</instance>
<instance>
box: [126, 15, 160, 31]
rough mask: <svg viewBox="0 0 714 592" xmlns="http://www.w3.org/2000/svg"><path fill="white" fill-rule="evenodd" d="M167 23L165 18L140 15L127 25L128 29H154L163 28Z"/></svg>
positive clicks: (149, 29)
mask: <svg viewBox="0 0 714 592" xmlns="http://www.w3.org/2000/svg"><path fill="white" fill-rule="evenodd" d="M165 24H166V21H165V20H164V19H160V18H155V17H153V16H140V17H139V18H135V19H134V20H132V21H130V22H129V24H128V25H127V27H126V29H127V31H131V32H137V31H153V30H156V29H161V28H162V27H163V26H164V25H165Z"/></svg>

_Assignment_. Reproduce the data verbatim from its first line through the line containing "positive clicks: (149, 29)", including both of those lines.

_Task result_.
</instance>
<instance>
box: [126, 15, 160, 31]
rough mask: <svg viewBox="0 0 714 592" xmlns="http://www.w3.org/2000/svg"><path fill="white" fill-rule="evenodd" d="M167 23L165 18L140 15L127 25L128 29H154L163 28Z"/></svg>
positive clicks: (149, 29)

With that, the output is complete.